Point annotation dataset rows
+-------+
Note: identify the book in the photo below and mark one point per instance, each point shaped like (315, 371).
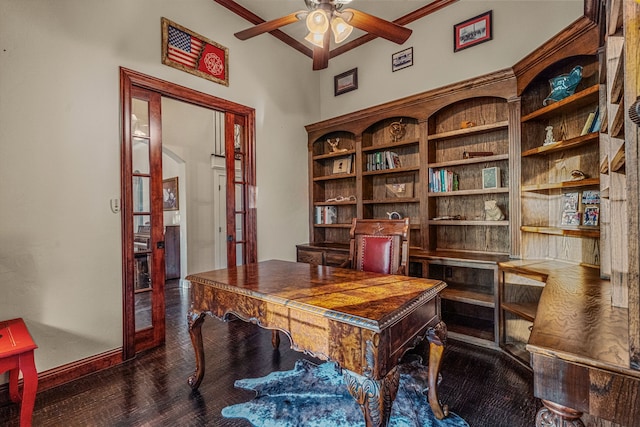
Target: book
(588, 123)
(591, 215)
(330, 215)
(342, 165)
(570, 201)
(591, 197)
(570, 218)
(597, 122)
+-------+
What the exercise asks
Recast the rows above as a two-column CSV with the headers instruction and points. Give one line per row, with the row's text in one quoted field and its answer in the other, line breaks turned into spaces, and the pictures left out.

Solution to the exercise
instruction,points
"Note: identify the book in the photo below and mark one point per instance, each point shaped like (315, 371). Target: book","(588, 123) (591, 215) (330, 215) (342, 165) (570, 201) (591, 197) (570, 218) (597, 122)"